What to work on — Once the line holding "of the beige" appears, repeat it and each line after it to the end of the data, exactly and with nothing else; pictures stay out.

Dataset extract —
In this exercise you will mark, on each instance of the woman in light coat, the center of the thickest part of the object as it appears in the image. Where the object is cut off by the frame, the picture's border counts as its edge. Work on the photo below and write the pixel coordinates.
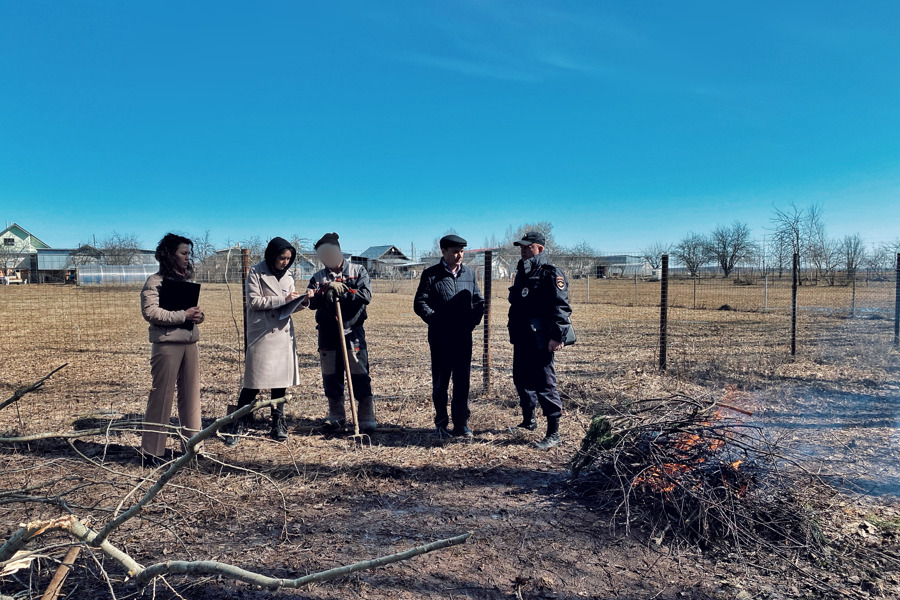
(174, 359)
(271, 361)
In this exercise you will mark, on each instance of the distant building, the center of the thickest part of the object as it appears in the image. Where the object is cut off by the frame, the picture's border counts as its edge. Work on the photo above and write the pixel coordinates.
(17, 249)
(625, 266)
(387, 262)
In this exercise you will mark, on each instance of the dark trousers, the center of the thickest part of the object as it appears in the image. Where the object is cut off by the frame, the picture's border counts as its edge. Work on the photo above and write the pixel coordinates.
(331, 361)
(248, 396)
(535, 379)
(451, 359)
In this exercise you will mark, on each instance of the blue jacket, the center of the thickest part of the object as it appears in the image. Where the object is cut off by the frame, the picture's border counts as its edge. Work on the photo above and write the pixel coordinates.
(449, 304)
(538, 301)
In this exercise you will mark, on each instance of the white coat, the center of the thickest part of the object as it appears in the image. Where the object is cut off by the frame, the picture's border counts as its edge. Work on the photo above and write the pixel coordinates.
(271, 360)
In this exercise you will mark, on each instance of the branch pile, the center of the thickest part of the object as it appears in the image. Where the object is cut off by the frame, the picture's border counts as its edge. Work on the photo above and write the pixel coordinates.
(681, 465)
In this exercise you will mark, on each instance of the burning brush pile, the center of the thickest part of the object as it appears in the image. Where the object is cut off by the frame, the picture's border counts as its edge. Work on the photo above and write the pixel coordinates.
(692, 470)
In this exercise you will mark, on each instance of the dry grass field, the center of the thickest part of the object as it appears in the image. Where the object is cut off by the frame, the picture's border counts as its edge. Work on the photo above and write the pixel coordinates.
(318, 501)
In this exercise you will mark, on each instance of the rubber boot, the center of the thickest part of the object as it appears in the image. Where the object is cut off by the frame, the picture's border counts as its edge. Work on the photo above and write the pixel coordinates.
(336, 416)
(552, 438)
(528, 420)
(279, 429)
(237, 429)
(366, 408)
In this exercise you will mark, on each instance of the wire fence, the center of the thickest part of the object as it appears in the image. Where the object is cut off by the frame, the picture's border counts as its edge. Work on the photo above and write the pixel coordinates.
(714, 326)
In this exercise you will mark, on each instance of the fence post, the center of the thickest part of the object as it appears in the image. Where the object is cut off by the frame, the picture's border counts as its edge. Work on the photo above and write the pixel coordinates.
(796, 277)
(663, 311)
(245, 270)
(486, 357)
(695, 291)
(897, 303)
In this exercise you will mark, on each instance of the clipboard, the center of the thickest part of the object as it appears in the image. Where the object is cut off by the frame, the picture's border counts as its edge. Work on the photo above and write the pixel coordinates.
(179, 295)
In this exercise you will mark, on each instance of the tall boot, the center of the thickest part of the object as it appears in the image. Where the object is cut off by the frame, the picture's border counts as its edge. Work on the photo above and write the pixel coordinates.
(528, 420)
(552, 437)
(279, 429)
(366, 409)
(336, 416)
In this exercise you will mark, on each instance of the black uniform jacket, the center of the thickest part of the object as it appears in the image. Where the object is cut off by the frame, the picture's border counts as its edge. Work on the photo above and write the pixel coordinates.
(447, 303)
(538, 302)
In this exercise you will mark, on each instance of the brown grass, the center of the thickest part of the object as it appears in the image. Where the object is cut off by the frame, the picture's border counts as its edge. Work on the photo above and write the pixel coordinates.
(317, 501)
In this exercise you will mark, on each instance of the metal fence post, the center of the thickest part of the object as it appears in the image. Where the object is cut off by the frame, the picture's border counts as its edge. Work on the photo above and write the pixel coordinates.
(245, 270)
(897, 303)
(663, 311)
(794, 281)
(486, 357)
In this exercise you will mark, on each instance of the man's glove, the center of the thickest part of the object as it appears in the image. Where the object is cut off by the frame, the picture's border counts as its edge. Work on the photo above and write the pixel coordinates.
(340, 288)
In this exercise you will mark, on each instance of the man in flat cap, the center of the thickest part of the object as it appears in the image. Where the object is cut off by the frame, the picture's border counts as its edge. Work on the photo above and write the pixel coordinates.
(539, 324)
(448, 299)
(347, 283)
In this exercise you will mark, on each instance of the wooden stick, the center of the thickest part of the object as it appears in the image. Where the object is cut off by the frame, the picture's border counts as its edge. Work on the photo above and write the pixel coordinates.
(735, 409)
(30, 388)
(60, 576)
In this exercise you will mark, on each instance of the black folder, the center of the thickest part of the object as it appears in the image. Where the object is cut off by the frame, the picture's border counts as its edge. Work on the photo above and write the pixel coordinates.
(179, 295)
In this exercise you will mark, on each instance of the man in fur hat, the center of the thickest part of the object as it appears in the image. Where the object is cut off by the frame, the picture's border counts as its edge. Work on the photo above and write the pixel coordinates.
(347, 283)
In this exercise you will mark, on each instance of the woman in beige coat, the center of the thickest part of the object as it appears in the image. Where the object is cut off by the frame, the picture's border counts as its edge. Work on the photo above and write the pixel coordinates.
(174, 359)
(271, 361)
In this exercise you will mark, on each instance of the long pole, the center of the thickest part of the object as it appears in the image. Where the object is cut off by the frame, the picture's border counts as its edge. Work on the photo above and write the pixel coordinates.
(245, 270)
(663, 311)
(340, 319)
(897, 303)
(795, 279)
(486, 356)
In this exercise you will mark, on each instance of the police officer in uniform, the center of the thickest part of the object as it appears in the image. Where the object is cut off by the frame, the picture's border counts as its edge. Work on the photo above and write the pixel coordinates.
(539, 321)
(448, 299)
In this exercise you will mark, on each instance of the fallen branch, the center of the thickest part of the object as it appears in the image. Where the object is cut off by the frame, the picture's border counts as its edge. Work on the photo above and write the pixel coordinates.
(61, 573)
(142, 574)
(190, 453)
(211, 567)
(17, 395)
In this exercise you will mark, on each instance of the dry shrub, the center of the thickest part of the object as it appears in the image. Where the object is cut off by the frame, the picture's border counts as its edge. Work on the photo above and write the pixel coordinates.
(678, 466)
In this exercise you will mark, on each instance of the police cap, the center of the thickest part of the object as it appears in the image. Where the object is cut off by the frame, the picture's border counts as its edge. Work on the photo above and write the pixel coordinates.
(453, 240)
(532, 237)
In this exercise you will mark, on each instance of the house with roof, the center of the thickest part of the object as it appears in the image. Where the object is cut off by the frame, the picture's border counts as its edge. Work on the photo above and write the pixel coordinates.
(387, 262)
(18, 248)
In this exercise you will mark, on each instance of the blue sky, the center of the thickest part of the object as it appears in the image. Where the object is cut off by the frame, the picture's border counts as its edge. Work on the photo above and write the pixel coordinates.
(622, 123)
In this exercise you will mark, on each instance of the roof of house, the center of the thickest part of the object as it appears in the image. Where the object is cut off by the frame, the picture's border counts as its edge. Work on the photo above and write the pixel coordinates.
(26, 235)
(376, 252)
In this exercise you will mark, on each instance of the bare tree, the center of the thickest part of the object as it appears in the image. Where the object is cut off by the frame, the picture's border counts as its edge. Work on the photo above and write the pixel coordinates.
(203, 246)
(788, 225)
(730, 245)
(853, 253)
(653, 253)
(693, 252)
(256, 248)
(120, 249)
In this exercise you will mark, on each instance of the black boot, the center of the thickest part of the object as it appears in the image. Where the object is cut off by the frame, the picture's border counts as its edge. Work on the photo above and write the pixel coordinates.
(528, 420)
(279, 429)
(237, 429)
(552, 437)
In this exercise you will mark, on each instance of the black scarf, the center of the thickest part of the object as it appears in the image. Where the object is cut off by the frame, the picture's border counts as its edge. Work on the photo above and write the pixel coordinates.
(274, 250)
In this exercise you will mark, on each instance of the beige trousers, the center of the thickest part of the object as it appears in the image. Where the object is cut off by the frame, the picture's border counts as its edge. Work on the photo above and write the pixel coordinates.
(172, 365)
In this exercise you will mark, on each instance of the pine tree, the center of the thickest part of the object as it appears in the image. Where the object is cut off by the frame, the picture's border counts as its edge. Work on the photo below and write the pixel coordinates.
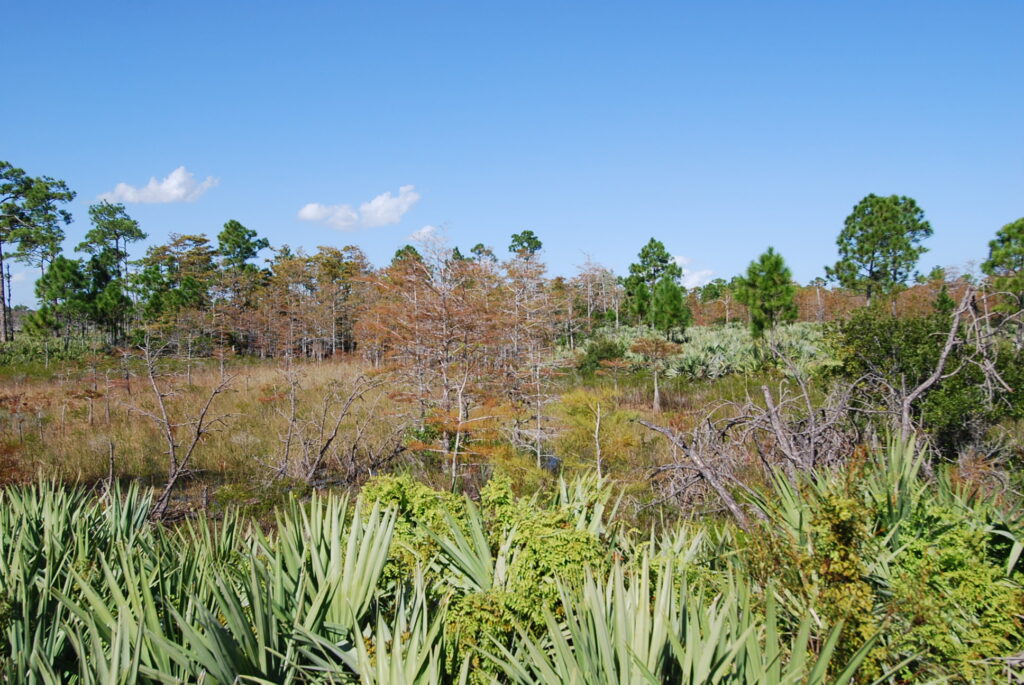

Response —
In this exercise you will mark, on each instance of the beige trousers, the center of the thickest part of the object as it appears in the image. Where the object is cut off by the frame, the picture's border counts as its edge. Work on the photo above and write the pixel coordinates.
(172, 365)
In this exercise you will mark, on each instance of the pine tree, the center of the thickest part of the object as it appears in the image. Where the object is cut off by the frame, the picture's border counts as its edge. Work on the photo below and write the pixel coordinates.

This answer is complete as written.